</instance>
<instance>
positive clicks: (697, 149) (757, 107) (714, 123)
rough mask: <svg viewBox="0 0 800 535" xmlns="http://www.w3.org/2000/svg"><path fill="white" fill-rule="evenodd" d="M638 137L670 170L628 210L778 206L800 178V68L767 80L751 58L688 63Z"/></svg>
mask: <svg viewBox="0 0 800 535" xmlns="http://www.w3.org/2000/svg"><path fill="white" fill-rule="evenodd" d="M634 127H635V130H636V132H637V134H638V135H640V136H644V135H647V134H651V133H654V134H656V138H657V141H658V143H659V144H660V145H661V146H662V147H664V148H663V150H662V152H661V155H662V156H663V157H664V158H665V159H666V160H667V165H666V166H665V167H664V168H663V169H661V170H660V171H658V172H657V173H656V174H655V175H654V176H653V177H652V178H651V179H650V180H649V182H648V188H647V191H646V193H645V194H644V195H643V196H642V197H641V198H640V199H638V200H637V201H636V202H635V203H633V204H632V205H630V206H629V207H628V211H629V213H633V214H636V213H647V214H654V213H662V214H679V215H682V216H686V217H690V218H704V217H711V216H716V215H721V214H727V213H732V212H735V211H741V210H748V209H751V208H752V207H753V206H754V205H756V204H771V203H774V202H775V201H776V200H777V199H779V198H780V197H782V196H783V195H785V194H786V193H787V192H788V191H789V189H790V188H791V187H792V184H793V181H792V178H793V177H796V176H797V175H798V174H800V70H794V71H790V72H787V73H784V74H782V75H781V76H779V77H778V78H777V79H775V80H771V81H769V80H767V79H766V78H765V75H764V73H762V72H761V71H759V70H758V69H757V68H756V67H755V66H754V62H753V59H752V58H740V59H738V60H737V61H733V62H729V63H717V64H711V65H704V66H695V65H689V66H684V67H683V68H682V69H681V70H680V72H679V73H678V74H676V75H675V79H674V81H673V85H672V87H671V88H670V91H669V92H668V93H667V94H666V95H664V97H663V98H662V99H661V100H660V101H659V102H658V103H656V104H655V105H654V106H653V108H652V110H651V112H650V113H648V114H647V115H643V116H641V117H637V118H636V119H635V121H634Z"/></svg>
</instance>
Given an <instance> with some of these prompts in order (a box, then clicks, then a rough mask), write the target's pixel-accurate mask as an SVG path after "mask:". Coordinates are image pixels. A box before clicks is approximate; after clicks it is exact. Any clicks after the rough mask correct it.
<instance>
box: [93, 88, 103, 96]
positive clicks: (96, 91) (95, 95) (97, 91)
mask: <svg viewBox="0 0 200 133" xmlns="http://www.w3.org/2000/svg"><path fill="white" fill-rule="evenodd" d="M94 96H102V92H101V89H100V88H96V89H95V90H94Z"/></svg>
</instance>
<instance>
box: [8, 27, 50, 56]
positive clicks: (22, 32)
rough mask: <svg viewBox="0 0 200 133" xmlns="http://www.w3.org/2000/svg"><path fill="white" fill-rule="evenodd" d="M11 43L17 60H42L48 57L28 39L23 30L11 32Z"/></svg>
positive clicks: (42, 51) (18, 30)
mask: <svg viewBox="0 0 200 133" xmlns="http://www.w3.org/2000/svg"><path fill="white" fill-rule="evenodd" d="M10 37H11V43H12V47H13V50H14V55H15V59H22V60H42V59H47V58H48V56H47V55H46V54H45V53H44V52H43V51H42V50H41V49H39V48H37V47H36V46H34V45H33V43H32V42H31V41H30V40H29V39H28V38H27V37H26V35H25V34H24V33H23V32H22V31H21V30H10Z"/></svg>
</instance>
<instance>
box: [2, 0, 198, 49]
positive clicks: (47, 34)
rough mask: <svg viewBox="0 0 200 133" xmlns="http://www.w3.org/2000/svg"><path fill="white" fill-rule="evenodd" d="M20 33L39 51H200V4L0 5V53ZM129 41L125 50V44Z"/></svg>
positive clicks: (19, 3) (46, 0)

▬▬▬▬▬▬▬▬▬▬

Task =>
Set down all the entries again, word for word.

Problem solution =>
</instance>
<instance>
positive clicks: (697, 149) (757, 107) (714, 123)
rough mask: <svg viewBox="0 0 800 535" xmlns="http://www.w3.org/2000/svg"><path fill="white" fill-rule="evenodd" d="M638 137L670 170L628 210L778 206L800 178V68L767 80L751 58L688 63Z"/></svg>
mask: <svg viewBox="0 0 800 535" xmlns="http://www.w3.org/2000/svg"><path fill="white" fill-rule="evenodd" d="M634 127H635V130H636V132H637V134H638V135H640V136H644V135H647V134H651V133H654V134H656V138H657V141H658V143H659V144H660V145H661V146H662V147H664V148H663V150H662V152H661V155H662V156H663V157H664V158H665V159H666V160H667V165H666V166H665V167H664V168H663V169H661V170H660V171H658V172H657V173H656V174H655V175H654V176H653V177H652V178H651V179H650V180H649V182H648V188H647V191H646V193H645V194H644V195H643V196H642V197H641V198H640V199H638V200H637V201H636V202H635V203H633V204H632V205H630V206H629V207H628V211H629V213H633V214H636V213H647V214H654V213H662V214H679V215H682V216H686V217H690V218H704V217H711V216H716V215H721V214H727V213H732V212H735V211H741V210H748V209H751V208H752V207H753V206H754V205H756V204H771V203H774V202H775V201H776V200H777V199H779V198H780V197H782V196H783V195H785V194H786V193H787V192H788V191H789V189H790V188H791V187H792V184H793V181H792V178H793V177H796V176H797V175H798V174H800V70H794V71H790V72H787V73H784V74H782V75H781V76H779V77H778V78H777V79H775V80H771V81H769V80H767V79H766V78H765V75H764V73H762V72H761V71H759V70H758V69H757V68H756V67H755V66H754V62H753V59H752V58H740V59H738V60H737V61H733V62H729V63H717V64H711V65H704V66H695V65H689V66H684V67H683V68H682V69H681V70H680V72H679V73H678V74H676V75H675V79H674V81H673V85H672V87H671V88H670V91H669V92H668V93H667V94H666V95H664V97H663V98H662V99H661V100H660V101H659V102H658V103H656V104H655V105H654V106H653V108H652V110H651V112H650V113H648V114H647V115H643V116H641V117H637V118H636V119H635V121H634Z"/></svg>
</instance>
Given an <instance> with some of these prompts in order (a box, then clicks, then a rough mask), write the target's pixel-accurate mask as an SVG path after "mask:". Coordinates are image pixels. A box before clicks is approximate; after clicks it is exact. Any clicks after the rough mask correct it.
<instance>
box: [93, 88, 103, 96]
positive clicks: (96, 91) (95, 95) (97, 91)
mask: <svg viewBox="0 0 200 133" xmlns="http://www.w3.org/2000/svg"><path fill="white" fill-rule="evenodd" d="M94 96H102V92H101V89H100V88H96V89H95V90H94Z"/></svg>
</instance>
<instance>
box: [8, 27, 50, 56]
positive clicks: (22, 32)
rough mask: <svg viewBox="0 0 200 133" xmlns="http://www.w3.org/2000/svg"><path fill="white" fill-rule="evenodd" d="M11 43L17 60H42L48 57L28 39L23 30L11 32Z"/></svg>
positive clicks: (42, 51) (18, 30)
mask: <svg viewBox="0 0 200 133" xmlns="http://www.w3.org/2000/svg"><path fill="white" fill-rule="evenodd" d="M10 37H11V43H12V47H13V50H14V55H15V59H22V60H42V59H47V58H48V56H47V55H46V54H45V53H44V52H43V51H42V50H41V49H39V48H37V47H36V46H34V45H33V43H32V42H31V41H30V40H29V39H28V38H27V37H26V35H25V34H24V33H23V32H22V31H21V30H10Z"/></svg>
</instance>
<instance>
box: [2, 0, 198, 49]
positive clicks: (47, 34)
rough mask: <svg viewBox="0 0 200 133" xmlns="http://www.w3.org/2000/svg"><path fill="white" fill-rule="evenodd" d="M20 33L39 51H200V4L0 5V53ZM129 41L125 50V44Z"/></svg>
positive clicks: (19, 3) (46, 0)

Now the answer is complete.